+++ Data for this task

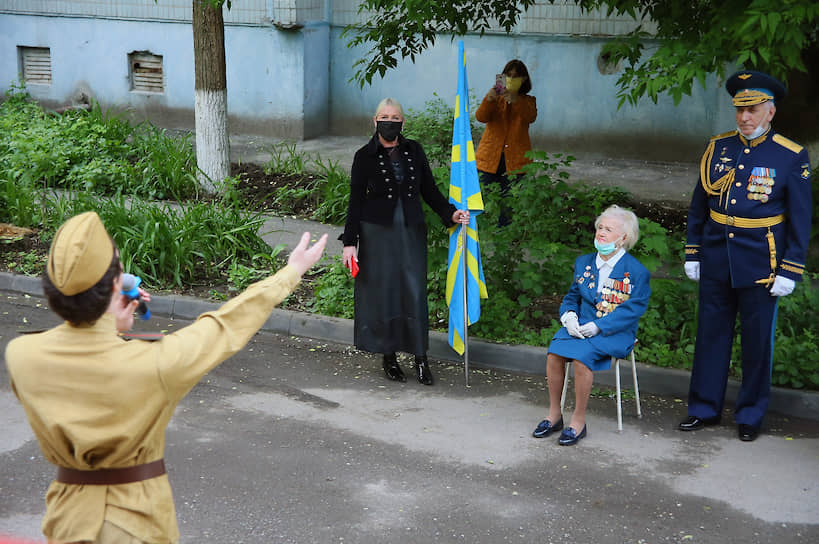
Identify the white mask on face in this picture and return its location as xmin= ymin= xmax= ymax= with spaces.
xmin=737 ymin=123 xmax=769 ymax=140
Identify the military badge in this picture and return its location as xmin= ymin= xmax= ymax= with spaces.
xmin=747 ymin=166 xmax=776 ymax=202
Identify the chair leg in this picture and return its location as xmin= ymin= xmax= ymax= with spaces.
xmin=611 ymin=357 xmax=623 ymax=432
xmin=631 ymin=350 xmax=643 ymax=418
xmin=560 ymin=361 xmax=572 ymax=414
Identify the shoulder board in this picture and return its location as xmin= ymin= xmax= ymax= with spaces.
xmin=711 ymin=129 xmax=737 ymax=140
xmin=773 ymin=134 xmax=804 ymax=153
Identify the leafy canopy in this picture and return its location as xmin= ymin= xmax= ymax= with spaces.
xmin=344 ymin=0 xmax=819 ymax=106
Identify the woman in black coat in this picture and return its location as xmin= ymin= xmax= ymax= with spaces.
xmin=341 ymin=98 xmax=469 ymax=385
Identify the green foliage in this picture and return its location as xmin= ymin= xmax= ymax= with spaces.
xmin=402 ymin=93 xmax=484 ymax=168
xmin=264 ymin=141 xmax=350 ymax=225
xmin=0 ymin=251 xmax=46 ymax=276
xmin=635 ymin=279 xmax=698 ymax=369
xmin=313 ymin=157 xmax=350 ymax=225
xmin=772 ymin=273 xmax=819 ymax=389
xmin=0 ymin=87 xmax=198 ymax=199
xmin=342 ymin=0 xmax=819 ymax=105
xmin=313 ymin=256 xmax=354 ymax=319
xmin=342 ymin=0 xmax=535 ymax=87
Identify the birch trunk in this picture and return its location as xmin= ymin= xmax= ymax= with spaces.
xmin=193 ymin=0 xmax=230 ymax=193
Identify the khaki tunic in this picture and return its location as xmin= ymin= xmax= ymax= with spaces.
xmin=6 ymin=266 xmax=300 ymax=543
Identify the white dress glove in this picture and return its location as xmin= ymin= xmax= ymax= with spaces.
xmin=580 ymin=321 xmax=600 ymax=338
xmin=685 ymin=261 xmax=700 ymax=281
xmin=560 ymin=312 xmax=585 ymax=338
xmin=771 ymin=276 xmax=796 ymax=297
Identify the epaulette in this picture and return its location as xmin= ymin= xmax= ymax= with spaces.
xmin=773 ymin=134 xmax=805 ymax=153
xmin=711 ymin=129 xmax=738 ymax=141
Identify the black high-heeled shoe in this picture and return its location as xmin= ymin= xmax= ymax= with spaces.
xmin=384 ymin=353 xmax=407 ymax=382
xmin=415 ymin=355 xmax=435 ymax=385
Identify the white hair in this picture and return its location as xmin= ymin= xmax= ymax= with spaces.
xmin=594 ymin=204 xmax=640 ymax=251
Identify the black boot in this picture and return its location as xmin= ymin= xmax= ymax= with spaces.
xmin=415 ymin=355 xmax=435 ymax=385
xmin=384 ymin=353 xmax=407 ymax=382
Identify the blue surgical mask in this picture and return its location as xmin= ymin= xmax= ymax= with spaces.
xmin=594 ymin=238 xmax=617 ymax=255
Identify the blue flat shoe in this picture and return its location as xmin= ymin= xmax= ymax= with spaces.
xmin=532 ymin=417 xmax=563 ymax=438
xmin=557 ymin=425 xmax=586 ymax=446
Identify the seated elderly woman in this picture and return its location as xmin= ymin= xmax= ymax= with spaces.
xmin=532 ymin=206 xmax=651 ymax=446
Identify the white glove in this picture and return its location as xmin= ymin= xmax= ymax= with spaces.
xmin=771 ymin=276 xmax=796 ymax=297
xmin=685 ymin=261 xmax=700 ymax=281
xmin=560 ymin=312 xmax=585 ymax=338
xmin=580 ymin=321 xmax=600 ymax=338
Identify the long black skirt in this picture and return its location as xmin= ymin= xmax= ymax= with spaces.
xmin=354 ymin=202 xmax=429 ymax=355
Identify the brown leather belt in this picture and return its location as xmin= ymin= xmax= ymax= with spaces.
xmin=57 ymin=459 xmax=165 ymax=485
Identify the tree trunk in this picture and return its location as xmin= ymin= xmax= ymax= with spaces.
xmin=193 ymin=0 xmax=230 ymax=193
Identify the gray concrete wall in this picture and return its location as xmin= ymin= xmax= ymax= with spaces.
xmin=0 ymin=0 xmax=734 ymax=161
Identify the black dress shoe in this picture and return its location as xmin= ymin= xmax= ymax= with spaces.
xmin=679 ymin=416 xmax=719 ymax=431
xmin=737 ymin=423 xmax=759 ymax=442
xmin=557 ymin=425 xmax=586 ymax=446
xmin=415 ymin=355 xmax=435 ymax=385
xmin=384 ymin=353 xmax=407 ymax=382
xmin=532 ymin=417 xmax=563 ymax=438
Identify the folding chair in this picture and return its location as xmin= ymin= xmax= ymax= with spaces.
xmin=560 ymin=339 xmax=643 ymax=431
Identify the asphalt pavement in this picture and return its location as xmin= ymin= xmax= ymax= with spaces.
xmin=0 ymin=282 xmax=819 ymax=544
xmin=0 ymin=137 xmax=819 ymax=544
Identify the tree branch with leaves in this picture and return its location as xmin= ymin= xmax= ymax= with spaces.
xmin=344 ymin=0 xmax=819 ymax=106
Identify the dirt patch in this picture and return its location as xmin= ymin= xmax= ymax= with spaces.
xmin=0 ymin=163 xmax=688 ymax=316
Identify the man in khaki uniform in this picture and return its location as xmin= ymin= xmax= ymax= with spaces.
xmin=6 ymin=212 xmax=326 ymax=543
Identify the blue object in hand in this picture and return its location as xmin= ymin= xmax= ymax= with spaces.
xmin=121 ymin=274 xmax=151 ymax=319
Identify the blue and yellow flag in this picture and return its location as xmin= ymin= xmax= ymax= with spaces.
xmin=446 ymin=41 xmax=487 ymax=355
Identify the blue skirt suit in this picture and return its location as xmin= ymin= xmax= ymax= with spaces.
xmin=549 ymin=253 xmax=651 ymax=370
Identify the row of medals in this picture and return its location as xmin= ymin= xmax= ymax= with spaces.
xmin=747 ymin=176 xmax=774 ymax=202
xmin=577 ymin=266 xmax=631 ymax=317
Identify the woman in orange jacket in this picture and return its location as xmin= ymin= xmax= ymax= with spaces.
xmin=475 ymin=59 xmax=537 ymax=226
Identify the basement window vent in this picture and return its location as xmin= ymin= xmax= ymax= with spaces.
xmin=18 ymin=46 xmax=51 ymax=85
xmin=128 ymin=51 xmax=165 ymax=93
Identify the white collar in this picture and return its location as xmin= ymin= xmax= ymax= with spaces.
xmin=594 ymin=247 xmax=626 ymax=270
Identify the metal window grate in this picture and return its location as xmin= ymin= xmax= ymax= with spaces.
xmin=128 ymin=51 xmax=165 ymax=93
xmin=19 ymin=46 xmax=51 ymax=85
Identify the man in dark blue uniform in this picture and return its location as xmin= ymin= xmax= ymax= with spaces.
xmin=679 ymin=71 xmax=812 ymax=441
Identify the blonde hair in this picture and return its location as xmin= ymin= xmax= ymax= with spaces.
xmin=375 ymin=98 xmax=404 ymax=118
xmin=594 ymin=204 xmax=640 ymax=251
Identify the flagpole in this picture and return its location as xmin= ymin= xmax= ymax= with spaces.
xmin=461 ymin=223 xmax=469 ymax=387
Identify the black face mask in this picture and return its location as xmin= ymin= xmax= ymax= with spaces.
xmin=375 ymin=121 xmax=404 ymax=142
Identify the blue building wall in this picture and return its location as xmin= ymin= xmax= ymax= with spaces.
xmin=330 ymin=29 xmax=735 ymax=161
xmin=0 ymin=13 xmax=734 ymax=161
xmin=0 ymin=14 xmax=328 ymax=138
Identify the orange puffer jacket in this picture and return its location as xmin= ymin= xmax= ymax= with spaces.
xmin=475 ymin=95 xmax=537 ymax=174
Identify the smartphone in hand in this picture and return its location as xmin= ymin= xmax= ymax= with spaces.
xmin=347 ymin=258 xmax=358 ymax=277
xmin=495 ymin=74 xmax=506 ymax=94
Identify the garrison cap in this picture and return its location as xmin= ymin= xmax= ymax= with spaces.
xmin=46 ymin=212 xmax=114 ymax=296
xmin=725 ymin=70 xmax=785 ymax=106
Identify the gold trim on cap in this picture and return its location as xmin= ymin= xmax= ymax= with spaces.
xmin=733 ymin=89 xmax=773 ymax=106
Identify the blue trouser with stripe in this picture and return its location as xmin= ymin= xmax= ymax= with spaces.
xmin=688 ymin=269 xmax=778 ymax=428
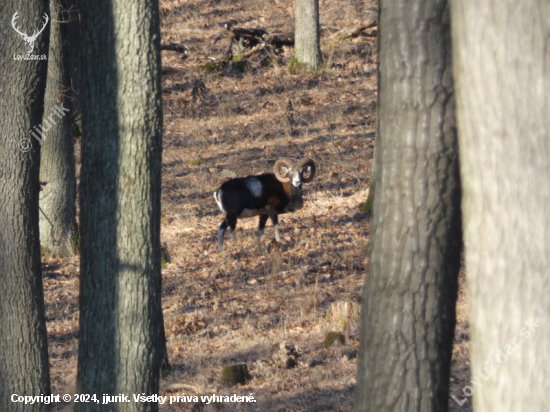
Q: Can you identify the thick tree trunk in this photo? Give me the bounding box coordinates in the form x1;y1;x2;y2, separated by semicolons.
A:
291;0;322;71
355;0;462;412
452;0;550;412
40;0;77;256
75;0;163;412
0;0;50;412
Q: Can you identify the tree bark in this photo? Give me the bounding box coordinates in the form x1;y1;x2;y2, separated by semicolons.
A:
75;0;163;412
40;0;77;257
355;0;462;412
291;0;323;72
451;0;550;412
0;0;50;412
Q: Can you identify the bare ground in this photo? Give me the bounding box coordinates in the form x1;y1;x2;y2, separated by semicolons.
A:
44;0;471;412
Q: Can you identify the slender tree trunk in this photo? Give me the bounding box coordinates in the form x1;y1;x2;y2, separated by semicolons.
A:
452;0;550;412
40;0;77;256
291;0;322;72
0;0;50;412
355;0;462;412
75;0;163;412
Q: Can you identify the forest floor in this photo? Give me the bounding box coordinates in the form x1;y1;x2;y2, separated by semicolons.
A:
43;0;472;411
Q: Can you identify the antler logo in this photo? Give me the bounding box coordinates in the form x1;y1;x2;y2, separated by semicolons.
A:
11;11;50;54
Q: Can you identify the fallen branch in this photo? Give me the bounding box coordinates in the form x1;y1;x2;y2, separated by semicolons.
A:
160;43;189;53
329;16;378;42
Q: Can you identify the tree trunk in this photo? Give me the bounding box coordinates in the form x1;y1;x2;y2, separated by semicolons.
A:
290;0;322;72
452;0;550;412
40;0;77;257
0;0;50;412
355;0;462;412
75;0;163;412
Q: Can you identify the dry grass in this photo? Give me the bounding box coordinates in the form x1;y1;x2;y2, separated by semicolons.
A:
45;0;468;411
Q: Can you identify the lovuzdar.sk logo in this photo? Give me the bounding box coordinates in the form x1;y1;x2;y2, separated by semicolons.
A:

++++++

• **Task goal**: Rewrite the data from the line with "Identify the blonde" up to and including the line with "xmin=688 ymin=269 xmax=778 ymax=428", replacing "orange puffer jacket" with "orange parka" and leaving everything else unchanged.

• **Task answer**:
Identify the blonde hair in this picture and return its location as xmin= ymin= xmax= ymax= with spaces.
xmin=375 ymin=98 xmax=404 ymax=118
xmin=594 ymin=204 xmax=640 ymax=251
Identify the flagpole in this picture and return its location as xmin= ymin= xmax= ymax= with spaces.
xmin=461 ymin=223 xmax=469 ymax=387
Identify the black face mask in this picture and return its location as xmin= ymin= xmax= ymax= with spaces.
xmin=375 ymin=121 xmax=404 ymax=142
Identify the blue building wall in this picture and return its location as xmin= ymin= xmax= ymax= with spaces.
xmin=330 ymin=29 xmax=735 ymax=161
xmin=0 ymin=13 xmax=734 ymax=161
xmin=0 ymin=14 xmax=328 ymax=138
Identify the orange parka in this picture and return its location as xmin= ymin= xmax= ymax= with spaces.
xmin=475 ymin=95 xmax=537 ymax=174
Identify the smartphone in hand in this picture and return its location as xmin= ymin= xmax= ymax= with spaces.
xmin=347 ymin=258 xmax=358 ymax=277
xmin=495 ymin=74 xmax=506 ymax=94
Identify the garrison cap in this picture and return its location as xmin= ymin= xmax= ymax= with spaces.
xmin=46 ymin=212 xmax=114 ymax=296
xmin=725 ymin=70 xmax=785 ymax=106
Identify the gold trim on cap in this picture and return its location as xmin= ymin= xmax= ymax= with spaces.
xmin=733 ymin=89 xmax=773 ymax=106
Identify the blue trouser with stripe in this picture and return its location as xmin= ymin= xmax= ymax= with spaces.
xmin=688 ymin=269 xmax=778 ymax=428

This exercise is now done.